_Aim_:
Format the lines of the items below as a numbered list, starting at the first line and ending at the line that contains "[[[41,30],[45,30],[46,29],[46,26],[45,25],[38,25],[38,27]]]", with blank lines left out. Omit the pictures from your list.

_Image boundary annotation data_:
-- begin --

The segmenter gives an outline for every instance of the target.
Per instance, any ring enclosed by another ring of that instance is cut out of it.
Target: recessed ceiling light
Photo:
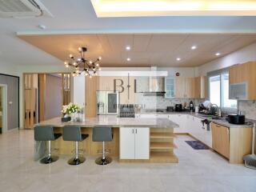
[[[130,50],[130,46],[127,46],[126,47],[126,50]]]
[[[215,55],[218,56],[218,55],[221,55],[221,54],[218,52],[218,53],[215,54]]]
[[[41,30],[45,30],[46,29],[46,26],[45,25],[38,25],[38,27]]]

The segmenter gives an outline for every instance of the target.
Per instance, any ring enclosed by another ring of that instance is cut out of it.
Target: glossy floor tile
[[[256,192],[256,170],[230,165],[210,150],[195,150],[188,136],[175,141],[178,164],[118,163],[106,166],[94,157],[78,166],[68,156],[42,165],[33,160],[32,130],[0,135],[0,191],[200,191]]]

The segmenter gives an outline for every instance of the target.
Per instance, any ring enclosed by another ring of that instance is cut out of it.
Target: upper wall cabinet
[[[229,70],[230,98],[256,99],[256,62],[231,66]]]
[[[207,98],[207,78],[206,76],[195,78],[194,98]]]

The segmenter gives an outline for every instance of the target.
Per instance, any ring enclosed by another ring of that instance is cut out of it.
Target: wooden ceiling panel
[[[86,56],[102,56],[102,66],[197,66],[256,42],[256,34],[60,34],[22,35],[21,39],[65,61],[78,48]],[[197,49],[191,50],[192,46]],[[126,50],[126,46],[131,50]],[[130,58],[127,62],[126,58]],[[180,58],[181,61],[176,61]]]
[[[183,42],[186,36],[186,34],[153,34],[146,51],[173,51]]]

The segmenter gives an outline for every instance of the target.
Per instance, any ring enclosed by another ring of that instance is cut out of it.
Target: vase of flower
[[[75,114],[80,112],[80,107],[78,105],[70,102],[67,106],[63,106],[62,113],[64,114],[64,118],[69,118],[71,119],[71,121],[75,121]]]

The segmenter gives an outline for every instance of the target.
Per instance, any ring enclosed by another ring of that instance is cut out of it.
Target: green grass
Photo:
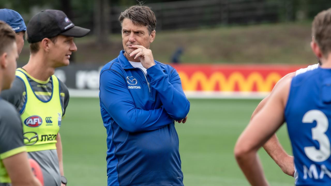
[[[236,163],[233,148],[259,100],[190,100],[187,122],[177,124],[186,186],[249,185]],[[106,129],[97,98],[71,99],[60,133],[65,173],[71,186],[106,185]],[[291,150],[286,126],[277,132]],[[293,185],[263,149],[259,153],[272,185]]]

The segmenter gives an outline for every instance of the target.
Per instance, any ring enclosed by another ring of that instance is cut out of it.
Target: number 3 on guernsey
[[[306,113],[302,118],[304,123],[312,123],[316,121],[316,126],[311,129],[312,137],[319,144],[319,150],[315,147],[306,147],[304,149],[306,155],[311,160],[316,162],[325,161],[331,155],[330,142],[325,132],[329,127],[327,117],[322,111],[311,110]]]

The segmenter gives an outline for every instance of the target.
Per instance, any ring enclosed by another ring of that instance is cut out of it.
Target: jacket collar
[[[125,52],[124,50],[121,50],[119,52],[119,55],[118,58],[119,61],[119,64],[120,64],[122,68],[123,69],[133,69],[134,67],[130,63],[124,55],[124,53]]]
[[[122,67],[122,68],[123,69],[134,69],[134,67],[132,66],[131,64],[129,62],[127,59],[126,59],[126,58],[124,55],[124,52],[125,52],[125,51],[124,50],[121,50],[119,52],[119,55],[117,57],[118,59],[118,61],[119,62],[119,64],[120,64],[121,66]],[[158,64],[155,60],[154,60],[154,62],[156,64]]]

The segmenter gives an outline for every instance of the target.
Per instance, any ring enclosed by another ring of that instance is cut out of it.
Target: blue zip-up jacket
[[[100,73],[100,106],[107,130],[108,185],[183,185],[174,120],[190,102],[171,66],[133,67],[121,51]]]

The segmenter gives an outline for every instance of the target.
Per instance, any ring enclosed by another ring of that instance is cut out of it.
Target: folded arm
[[[190,102],[182,88],[180,78],[174,69],[170,74],[165,73],[157,64],[147,70],[152,81],[151,86],[157,91],[167,112],[176,120],[185,118],[190,110]]]
[[[173,122],[163,106],[149,110],[136,108],[124,78],[116,71],[109,70],[102,72],[100,89],[101,106],[124,130],[153,130]]]

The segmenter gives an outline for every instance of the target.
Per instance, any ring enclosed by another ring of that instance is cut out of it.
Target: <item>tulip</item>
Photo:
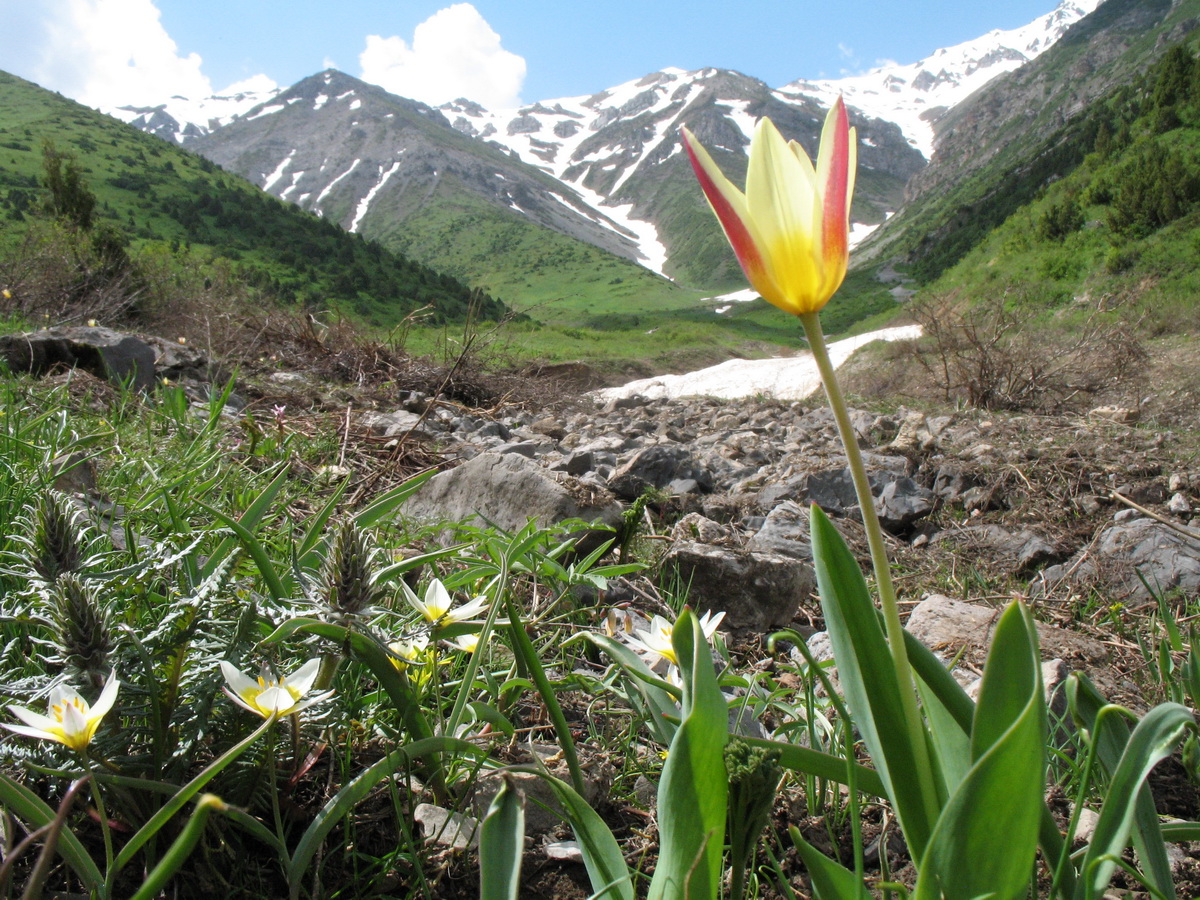
[[[706,640],[713,637],[724,618],[724,612],[714,616],[712,610],[700,617],[700,628],[704,632]],[[649,629],[638,629],[628,640],[630,646],[646,655],[652,665],[659,659],[665,659],[672,666],[678,666],[679,659],[676,656],[674,644],[671,642],[673,635],[674,623],[667,622],[661,616],[655,616],[650,619]]]
[[[431,581],[430,586],[425,588],[424,600],[416,596],[404,582],[401,582],[401,587],[404,592],[404,599],[431,625],[438,626],[449,625],[455,622],[466,622],[467,619],[475,618],[487,608],[487,598],[476,596],[469,604],[464,604],[455,610],[450,592],[437,578]]]
[[[695,136],[683,143],[750,284],[793,316],[820,311],[846,277],[857,142],[841,98],[826,116],[816,168],[769,119],[750,142],[745,193]]]
[[[96,706],[91,706],[74,688],[55,685],[50,691],[49,715],[41,715],[24,707],[8,707],[8,710],[25,725],[5,724],[4,727],[31,738],[56,740],[77,752],[83,752],[96,734],[100,720],[113,708],[119,686],[116,678],[109,674]]]
[[[221,660],[221,672],[228,684],[226,694],[239,706],[264,719],[270,719],[272,715],[294,715],[330,696],[332,691],[324,691],[305,700],[305,695],[312,690],[313,682],[317,680],[319,668],[320,659],[311,659],[290,676],[270,678],[264,673],[256,679]]]

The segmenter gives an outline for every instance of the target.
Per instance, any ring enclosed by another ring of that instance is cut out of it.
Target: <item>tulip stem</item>
[[[878,514],[875,511],[875,497],[871,493],[871,482],[866,478],[866,467],[863,464],[863,451],[858,446],[854,426],[850,421],[850,409],[846,407],[846,398],[842,396],[841,388],[838,384],[836,371],[834,370],[833,361],[829,359],[824,331],[821,329],[821,317],[816,312],[802,312],[798,316],[800,324],[804,326],[804,336],[809,340],[812,359],[816,361],[817,371],[821,373],[821,383],[824,385],[829,408],[833,410],[834,420],[838,422],[838,433],[841,436],[841,443],[846,449],[846,461],[850,464],[851,478],[854,481],[854,493],[858,497],[858,506],[863,514],[863,528],[866,532],[866,542],[871,551],[871,568],[875,570],[875,586],[880,594],[880,606],[883,610],[883,624],[887,632],[888,648],[892,653],[892,665],[900,686],[900,701],[904,704],[905,721],[908,725],[911,744],[919,768],[917,778],[922,785],[922,796],[929,806],[929,821],[936,822],[938,810],[934,768],[925,743],[925,727],[920,718],[920,712],[917,709],[917,685],[912,677],[908,652],[905,648],[904,625],[900,624],[900,610],[896,606],[895,586],[892,583],[892,568],[888,565],[888,551],[883,544],[883,529],[880,526]]]
[[[113,832],[108,827],[108,810],[104,809],[104,794],[100,790],[100,781],[96,779],[96,769],[91,764],[88,748],[79,751],[84,769],[88,770],[88,780],[91,781],[91,798],[96,804],[96,815],[100,816],[100,833],[104,838],[104,871],[113,871]]]

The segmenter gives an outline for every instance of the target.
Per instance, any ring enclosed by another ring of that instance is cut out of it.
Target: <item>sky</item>
[[[676,66],[778,88],[916,62],[1057,0],[0,0],[0,70],[88,106],[288,86],[328,67],[493,109]]]

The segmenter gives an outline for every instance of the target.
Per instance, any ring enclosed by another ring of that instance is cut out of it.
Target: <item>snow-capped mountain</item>
[[[936,50],[919,62],[892,64],[865,74],[828,80],[796,80],[780,88],[786,96],[815,97],[824,104],[839,95],[866,115],[895,122],[929,160],[936,125],[949,109],[997,76],[1042,55],[1100,0],[1062,0],[1054,12],[1009,31],[992,30],[965,43]]]
[[[203,100],[172,97],[156,107],[114,107],[104,112],[164,140],[182,144],[190,138],[198,138],[228,125],[260,103],[269,102],[281,91],[269,78],[241,88]]]
[[[824,109],[806,97],[782,97],[757,79],[719,68],[666,68],[582,97],[560,97],[488,110],[460,100],[439,109],[458,131],[492,142],[523,162],[570,185],[605,216],[637,235],[641,262],[664,274],[667,247],[658,190],[665,163],[683,152],[682,126],[712,136],[712,149],[744,155],[755,122],[769,115],[788,137],[816,151]],[[859,160],[899,187],[922,160],[899,130],[851,113]],[[690,175],[682,167],[686,184]],[[887,194],[887,191],[883,192]],[[877,224],[892,198],[869,187],[858,208],[863,223]]]
[[[1099,1],[1062,0],[1022,29],[911,66],[781,89],[727,70],[666,68],[517,109],[466,98],[431,109],[329,71],[282,91],[113,112],[468,281],[494,283],[497,253],[478,248],[484,216],[493,230],[550,229],[678,283],[728,289],[743,278],[695,191],[682,126],[737,179],[758,119],[815,155],[824,113],[842,94],[859,140],[851,218],[860,239],[899,209],[949,108],[1043,53]],[[511,246],[511,234],[493,245]]]

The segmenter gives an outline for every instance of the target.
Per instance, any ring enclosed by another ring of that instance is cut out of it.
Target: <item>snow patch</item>
[[[272,172],[270,175],[264,176],[265,178],[265,180],[263,181],[264,191],[270,191],[275,186],[275,182],[278,181],[281,178],[283,178],[283,173],[287,170],[288,163],[292,162],[292,157],[295,155],[296,151],[295,149],[293,149],[292,152],[284,156],[282,162],[280,162],[280,164],[275,167],[275,172]]]
[[[403,150],[401,150],[403,152]],[[367,191],[366,197],[359,200],[358,209],[354,210],[354,221],[350,222],[350,227],[347,229],[350,234],[355,234],[359,230],[359,223],[362,222],[362,217],[371,209],[371,202],[374,200],[376,194],[383,190],[383,186],[388,184],[388,179],[396,174],[396,169],[400,168],[400,160],[396,160],[388,170],[383,170],[383,166],[379,167],[379,180],[376,182],[374,187]]]
[[[920,337],[920,325],[901,325],[847,337],[829,344],[834,367],[872,341],[911,341]],[[808,350],[794,356],[773,359],[731,359],[688,374],[642,378],[620,388],[606,388],[592,396],[601,402],[623,397],[752,397],[766,395],[778,400],[805,400],[821,388],[816,360]]]

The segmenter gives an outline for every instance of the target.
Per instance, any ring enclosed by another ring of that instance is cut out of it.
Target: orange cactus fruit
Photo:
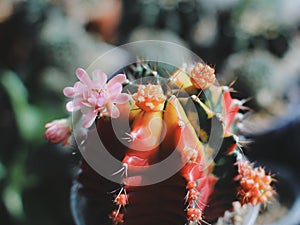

-- end --

_Exercise answer_:
1. The segmenter gives an outline for every instance of the target.
2. Per instance, any ring enclosed by another ring of that instance is cut out of it.
3. Target: recessed ceiling light
4. Photo:
5. [[[130,50],[130,46],[127,46],[126,47],[126,50]]]
6. [[[215,55],[218,56],[218,55],[221,55],[221,54],[218,52],[218,53],[215,54]]]
7. [[[41,30],[45,30],[46,29],[46,26],[45,25],[38,25],[38,27]]]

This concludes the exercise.